[Photo-based point labeling data]
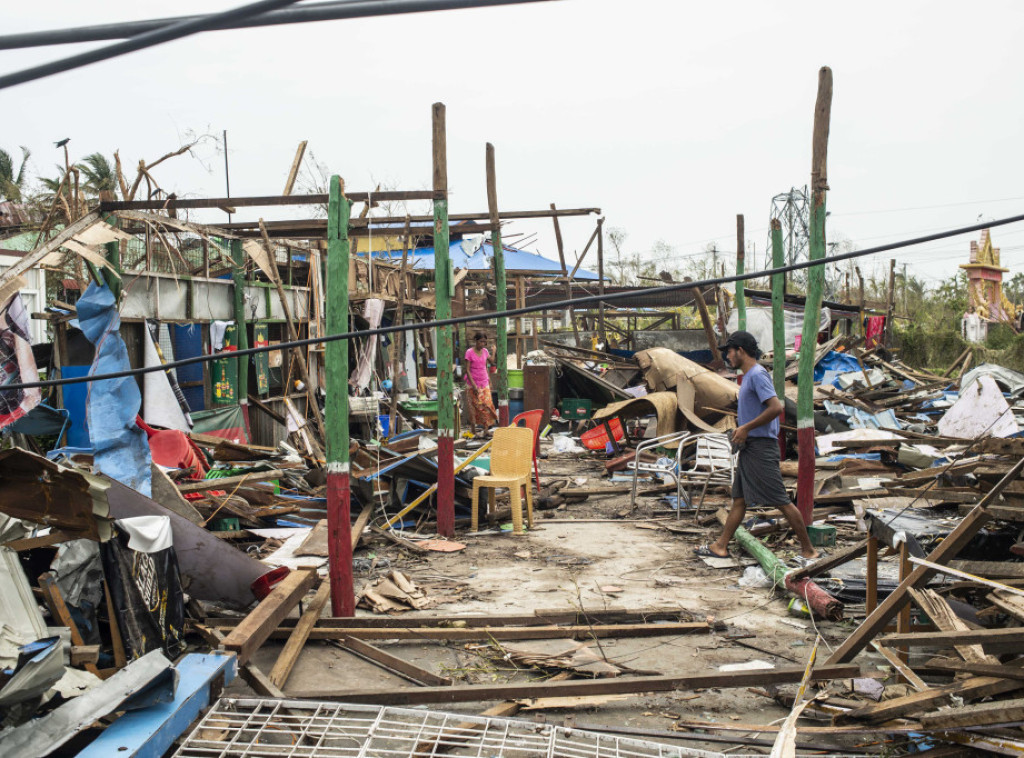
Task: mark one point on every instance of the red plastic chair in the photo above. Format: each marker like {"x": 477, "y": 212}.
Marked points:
{"x": 531, "y": 420}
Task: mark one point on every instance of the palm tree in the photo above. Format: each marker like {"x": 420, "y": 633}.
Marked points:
{"x": 98, "y": 174}
{"x": 11, "y": 182}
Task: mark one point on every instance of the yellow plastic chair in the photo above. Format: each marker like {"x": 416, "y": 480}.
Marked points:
{"x": 511, "y": 465}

● Exercise requirements
Quote everything in the listing above exactly; pictures are the only thing to omit.

● Solution for this problem
Task: mark one point on every instance of the red plastic chair in the photo above. Format: each marker like {"x": 477, "y": 212}.
Marked points:
{"x": 531, "y": 420}
Task: mark one point on every instance of the palm tree in the photo above. Format: each marker like {"x": 420, "y": 633}.
Marked points:
{"x": 98, "y": 174}
{"x": 11, "y": 182}
Task: mark one point on every instance of the yellow plastic chair in the photo above. Format: each marker like {"x": 416, "y": 480}.
Marked points:
{"x": 511, "y": 465}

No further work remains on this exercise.